• [Extracted information]:
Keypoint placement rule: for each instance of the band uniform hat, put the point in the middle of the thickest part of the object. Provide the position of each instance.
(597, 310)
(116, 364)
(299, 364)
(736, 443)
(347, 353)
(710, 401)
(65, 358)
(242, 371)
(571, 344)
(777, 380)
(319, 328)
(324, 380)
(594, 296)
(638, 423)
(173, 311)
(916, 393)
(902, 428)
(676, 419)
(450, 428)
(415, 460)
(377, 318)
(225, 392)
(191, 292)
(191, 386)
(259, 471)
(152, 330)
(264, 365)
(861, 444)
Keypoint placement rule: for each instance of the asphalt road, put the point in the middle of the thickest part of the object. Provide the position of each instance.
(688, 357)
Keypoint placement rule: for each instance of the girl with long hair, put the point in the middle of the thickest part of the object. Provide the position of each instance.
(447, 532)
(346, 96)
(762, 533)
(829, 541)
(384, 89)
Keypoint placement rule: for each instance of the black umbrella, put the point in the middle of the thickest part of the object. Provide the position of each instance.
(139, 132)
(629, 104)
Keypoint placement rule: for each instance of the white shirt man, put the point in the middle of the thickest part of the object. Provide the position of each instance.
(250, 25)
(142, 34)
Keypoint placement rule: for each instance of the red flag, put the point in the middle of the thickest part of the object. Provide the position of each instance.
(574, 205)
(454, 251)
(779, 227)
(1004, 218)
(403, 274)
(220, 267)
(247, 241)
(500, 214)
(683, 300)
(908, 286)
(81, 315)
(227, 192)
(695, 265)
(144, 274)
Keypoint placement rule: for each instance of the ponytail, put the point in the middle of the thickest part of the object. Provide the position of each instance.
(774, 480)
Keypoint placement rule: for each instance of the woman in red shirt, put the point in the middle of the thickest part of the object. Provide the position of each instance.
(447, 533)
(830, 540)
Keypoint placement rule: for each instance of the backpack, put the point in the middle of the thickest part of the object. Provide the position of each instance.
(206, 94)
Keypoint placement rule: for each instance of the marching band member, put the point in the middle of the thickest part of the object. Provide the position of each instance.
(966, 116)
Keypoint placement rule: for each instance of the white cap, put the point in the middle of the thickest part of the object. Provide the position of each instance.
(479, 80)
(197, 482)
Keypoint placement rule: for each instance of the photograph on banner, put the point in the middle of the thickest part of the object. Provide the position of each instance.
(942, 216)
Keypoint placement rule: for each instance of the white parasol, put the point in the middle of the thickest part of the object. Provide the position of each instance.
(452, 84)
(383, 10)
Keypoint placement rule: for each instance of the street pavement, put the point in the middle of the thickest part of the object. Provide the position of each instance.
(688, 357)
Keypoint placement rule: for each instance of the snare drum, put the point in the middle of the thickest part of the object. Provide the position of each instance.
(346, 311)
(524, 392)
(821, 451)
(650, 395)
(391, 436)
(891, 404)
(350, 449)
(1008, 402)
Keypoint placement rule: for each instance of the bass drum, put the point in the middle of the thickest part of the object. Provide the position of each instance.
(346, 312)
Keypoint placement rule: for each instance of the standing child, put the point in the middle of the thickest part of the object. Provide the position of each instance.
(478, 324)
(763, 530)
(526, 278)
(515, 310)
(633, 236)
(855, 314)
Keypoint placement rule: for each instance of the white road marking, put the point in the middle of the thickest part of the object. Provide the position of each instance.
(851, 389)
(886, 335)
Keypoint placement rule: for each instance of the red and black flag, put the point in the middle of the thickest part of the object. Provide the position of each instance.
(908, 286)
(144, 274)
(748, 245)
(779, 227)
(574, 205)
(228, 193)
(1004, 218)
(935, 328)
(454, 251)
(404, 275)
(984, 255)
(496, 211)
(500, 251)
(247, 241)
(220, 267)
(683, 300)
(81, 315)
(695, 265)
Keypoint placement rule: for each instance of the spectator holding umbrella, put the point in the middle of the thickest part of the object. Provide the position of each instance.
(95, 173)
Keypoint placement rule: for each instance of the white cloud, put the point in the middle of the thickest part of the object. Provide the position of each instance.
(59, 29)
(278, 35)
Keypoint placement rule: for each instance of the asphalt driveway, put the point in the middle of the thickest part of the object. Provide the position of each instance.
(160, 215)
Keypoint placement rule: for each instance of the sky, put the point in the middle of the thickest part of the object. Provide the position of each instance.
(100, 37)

• [What you should do]:
The response should repeat the whole listing exactly.

• [Completed task]:
Keypoint placement rule: for each instance of the band uniform hat, put the point in the middle of the thickest part of the object. Provide the position of each instance.
(597, 310)
(116, 364)
(299, 364)
(736, 443)
(347, 353)
(710, 401)
(65, 358)
(242, 371)
(571, 344)
(777, 380)
(319, 328)
(324, 380)
(594, 296)
(638, 423)
(173, 311)
(916, 393)
(902, 428)
(676, 419)
(450, 428)
(415, 460)
(377, 318)
(225, 392)
(191, 292)
(191, 386)
(259, 471)
(152, 330)
(264, 365)
(861, 444)
Keypoint placement rule: for each instance of the asphalt road, put the point in the middle of the thickest part of the object. Provide the position of each instance.
(688, 357)
Keypoint placement rule: for each instance of the girl with long hair, put the point in the middle of the thickest part of the object. Provide the position of each instance.
(447, 532)
(346, 96)
(762, 533)
(829, 541)
(384, 89)
Keypoint placement rule: for each instance of the black umbrella, put the point in the middle of the thickest part of the object. Provide the position of each instance.
(139, 132)
(629, 104)
Keypoint placement rule: for each instance of the white shirt man, put the point in the middle of the thickest part of the object. Provide the position of each instance.
(250, 25)
(142, 34)
Keypoint placement rule: for each instance of the red flag, put the point in the middle of the thickest part of the object. Provide the position of each instance.
(574, 205)
(454, 251)
(779, 227)
(1004, 218)
(403, 274)
(220, 267)
(247, 241)
(500, 214)
(683, 300)
(908, 286)
(81, 315)
(227, 192)
(695, 265)
(144, 274)
Keypoint placement rule: for each instance of the ponytail, put the point in the middle of the thickest part of the object. Provide the position of each instance.
(774, 480)
Keypoint placement rule: for each instance of the woman in red shirt, put the point in the middle of the thickest part of the object. Provide the position of each instance.
(447, 533)
(830, 540)
Keypoint placement rule: for each instance of the backpack, put the point in the middle of the thickest part of the object. Provide the position of each instance.
(206, 94)
Keypoint placement rule: for each instance of the marching band member, put the point in the middle of the thickest part of the object. Provide the position of each instance.
(966, 116)
Keypoint placement rule: for each instance of the white cap, put the point in the middle of the thickest part of the object. Provide the position of each instance.
(479, 80)
(197, 482)
Keypoint placement rule: for each instance of the photograph on banner, put the point in the middle of the thickest part of the object. Provide the position of each instance.
(942, 216)
Keypoint placement rule: for each instance of the white parasol, put the point in the middle of the thickest part of the object. Provide the position of each instance.
(452, 84)
(383, 10)
Keypoint placement rule: for each instance of the street pavement, put the point in the middle of the thickest part of the object. Provide the position of each instance.
(688, 357)
Keypoint placement rule: for each instance of the snare drum, put the point in the middle of the thickest part of the object. Provide the position of each instance.
(346, 311)
(524, 392)
(821, 451)
(650, 395)
(391, 436)
(891, 404)
(350, 449)
(1008, 402)
Keypoint placement rule: for each instance of the bass drum, put the point in the middle of the thickest part of the object. Provide the position of each instance.
(346, 312)
Keypoint placement rule: for each instance of the standing child, put the point in the middle of the thickest part of the object. Provide the position of each instance.
(478, 324)
(763, 530)
(526, 278)
(515, 310)
(633, 236)
(855, 314)
Keypoint placement rule: for each instance of the white road marking, put the point in the middle of the thickest part of the object. Provide the position of each instance.
(851, 389)
(886, 335)
Keypoint placement rule: for each instance of the red and black flag, put the point in the middle of the thickest part of the object. Provide the position of each instance.
(908, 286)
(144, 274)
(748, 245)
(779, 227)
(574, 205)
(228, 193)
(1004, 218)
(935, 328)
(454, 251)
(404, 275)
(984, 255)
(496, 211)
(500, 251)
(247, 241)
(220, 267)
(683, 300)
(81, 315)
(695, 265)
Keypoint placement rule: for each instance of the spectator holding umbrella, put the point in the middle of the thickest part of the object. Provide the position of each instance.
(95, 173)
Keypoint placement rule: for each instance of the white cloud, put the point in the middle of the thickest part of the object. Provide the position of each instance.
(59, 29)
(278, 35)
Keypoint placement rule: for each instance of the asphalt driveway, put the point in the middle of the thickest part of the object. Provide the position of each instance.
(160, 215)
Keypoint placement rule: for each instance of the sky, put the point in the middle of the thickest part of the object. Provide the position of each instance.
(100, 37)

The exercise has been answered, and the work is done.